**Einträge:**
----------------------------------------
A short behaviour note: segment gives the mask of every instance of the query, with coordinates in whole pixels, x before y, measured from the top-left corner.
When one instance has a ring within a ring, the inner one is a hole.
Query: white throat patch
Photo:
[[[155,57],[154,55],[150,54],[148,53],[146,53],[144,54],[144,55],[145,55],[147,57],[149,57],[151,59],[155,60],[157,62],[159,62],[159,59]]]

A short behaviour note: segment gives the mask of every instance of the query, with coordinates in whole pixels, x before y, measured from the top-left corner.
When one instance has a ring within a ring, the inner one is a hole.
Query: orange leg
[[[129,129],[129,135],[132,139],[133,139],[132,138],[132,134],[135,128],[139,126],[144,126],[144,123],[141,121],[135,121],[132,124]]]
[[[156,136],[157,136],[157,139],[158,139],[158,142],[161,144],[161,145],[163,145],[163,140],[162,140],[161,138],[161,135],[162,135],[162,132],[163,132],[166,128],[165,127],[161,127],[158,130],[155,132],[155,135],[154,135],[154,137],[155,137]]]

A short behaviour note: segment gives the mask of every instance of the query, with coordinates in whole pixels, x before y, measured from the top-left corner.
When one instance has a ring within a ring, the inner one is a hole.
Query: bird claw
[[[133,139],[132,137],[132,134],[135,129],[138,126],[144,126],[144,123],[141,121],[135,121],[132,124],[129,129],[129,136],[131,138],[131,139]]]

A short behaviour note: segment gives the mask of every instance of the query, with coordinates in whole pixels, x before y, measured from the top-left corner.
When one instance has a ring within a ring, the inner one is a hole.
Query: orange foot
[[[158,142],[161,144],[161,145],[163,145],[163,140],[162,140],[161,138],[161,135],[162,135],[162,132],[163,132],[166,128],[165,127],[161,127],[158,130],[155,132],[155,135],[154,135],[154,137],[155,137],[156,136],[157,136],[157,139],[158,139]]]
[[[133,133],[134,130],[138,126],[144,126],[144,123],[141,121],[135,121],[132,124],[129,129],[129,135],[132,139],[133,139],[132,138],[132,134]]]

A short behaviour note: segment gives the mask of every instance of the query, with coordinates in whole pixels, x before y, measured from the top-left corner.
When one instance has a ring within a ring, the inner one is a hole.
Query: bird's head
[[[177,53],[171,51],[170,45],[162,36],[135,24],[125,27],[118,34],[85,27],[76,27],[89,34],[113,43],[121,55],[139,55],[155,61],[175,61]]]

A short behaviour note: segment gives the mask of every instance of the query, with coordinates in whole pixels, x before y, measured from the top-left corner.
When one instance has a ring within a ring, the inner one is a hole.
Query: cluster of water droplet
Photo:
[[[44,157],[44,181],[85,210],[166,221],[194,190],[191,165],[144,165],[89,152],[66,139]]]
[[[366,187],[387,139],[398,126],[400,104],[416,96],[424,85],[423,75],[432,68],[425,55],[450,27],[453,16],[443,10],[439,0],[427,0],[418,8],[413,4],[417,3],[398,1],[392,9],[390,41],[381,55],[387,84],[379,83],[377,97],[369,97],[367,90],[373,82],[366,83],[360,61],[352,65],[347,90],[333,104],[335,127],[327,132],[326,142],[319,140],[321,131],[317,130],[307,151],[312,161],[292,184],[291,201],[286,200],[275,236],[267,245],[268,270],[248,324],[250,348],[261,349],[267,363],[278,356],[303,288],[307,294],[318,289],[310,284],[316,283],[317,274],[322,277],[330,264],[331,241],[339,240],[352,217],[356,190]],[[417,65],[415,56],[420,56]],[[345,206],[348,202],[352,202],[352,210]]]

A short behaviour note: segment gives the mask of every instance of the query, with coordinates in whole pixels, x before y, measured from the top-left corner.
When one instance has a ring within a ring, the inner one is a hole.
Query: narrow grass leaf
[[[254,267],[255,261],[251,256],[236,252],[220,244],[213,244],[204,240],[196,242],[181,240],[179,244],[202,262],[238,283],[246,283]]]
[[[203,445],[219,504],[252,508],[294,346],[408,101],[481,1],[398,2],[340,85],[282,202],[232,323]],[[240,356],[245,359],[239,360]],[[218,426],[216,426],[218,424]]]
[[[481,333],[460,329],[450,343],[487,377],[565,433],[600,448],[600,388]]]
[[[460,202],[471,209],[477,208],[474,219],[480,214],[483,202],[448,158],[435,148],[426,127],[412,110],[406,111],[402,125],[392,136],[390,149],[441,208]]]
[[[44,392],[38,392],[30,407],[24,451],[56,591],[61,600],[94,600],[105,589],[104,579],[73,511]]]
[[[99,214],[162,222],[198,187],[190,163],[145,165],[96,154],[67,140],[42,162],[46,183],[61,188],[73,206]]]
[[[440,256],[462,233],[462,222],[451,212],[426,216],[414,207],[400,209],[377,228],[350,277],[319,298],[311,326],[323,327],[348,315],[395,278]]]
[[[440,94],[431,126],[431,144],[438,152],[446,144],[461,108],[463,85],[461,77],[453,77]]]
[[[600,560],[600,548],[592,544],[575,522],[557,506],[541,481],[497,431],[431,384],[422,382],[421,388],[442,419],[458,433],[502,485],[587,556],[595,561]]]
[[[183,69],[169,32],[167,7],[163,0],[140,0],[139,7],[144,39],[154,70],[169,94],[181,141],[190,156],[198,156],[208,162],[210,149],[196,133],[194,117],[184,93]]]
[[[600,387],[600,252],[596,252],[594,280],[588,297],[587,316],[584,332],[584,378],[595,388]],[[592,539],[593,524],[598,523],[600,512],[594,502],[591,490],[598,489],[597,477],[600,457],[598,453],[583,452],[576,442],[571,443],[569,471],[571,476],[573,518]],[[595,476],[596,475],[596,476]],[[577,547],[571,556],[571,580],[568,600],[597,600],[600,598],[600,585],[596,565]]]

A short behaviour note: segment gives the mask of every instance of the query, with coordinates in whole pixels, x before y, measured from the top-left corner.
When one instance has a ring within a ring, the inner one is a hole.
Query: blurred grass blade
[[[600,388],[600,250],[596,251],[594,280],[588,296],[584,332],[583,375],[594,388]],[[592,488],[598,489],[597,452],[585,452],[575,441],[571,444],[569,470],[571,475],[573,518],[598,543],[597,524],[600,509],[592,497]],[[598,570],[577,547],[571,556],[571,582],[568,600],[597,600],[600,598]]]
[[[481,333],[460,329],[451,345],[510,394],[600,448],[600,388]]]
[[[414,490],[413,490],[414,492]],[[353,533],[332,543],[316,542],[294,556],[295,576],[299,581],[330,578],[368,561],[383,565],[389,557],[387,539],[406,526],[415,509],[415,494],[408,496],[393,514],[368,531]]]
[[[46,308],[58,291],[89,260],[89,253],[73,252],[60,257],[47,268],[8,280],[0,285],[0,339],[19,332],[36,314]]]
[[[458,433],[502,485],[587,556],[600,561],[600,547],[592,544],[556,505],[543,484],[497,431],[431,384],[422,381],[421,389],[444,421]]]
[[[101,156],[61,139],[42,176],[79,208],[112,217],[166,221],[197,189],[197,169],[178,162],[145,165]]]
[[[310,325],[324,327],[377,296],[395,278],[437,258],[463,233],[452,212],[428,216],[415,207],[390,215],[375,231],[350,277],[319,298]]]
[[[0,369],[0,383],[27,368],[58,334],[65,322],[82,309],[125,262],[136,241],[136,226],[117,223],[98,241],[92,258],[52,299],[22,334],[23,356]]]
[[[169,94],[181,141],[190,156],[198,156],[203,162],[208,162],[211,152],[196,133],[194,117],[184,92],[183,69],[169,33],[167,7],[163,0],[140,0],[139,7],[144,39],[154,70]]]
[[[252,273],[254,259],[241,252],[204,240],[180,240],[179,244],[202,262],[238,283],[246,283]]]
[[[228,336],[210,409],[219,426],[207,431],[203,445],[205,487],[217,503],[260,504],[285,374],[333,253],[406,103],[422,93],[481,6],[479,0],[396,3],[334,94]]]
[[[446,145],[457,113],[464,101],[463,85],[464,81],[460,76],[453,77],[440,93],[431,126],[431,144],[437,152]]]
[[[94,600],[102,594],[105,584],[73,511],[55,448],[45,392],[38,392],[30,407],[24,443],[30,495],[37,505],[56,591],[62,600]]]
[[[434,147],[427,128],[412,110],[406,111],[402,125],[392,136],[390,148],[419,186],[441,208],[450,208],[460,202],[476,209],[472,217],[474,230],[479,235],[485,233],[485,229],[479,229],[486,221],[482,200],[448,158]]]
----------------------------------------
**Aufgabe:** Zähle die Zeilen des Materials, in denen das Wort „grass“ vorkommt, und nenne nur die Anzahl.

**Antwort:** 2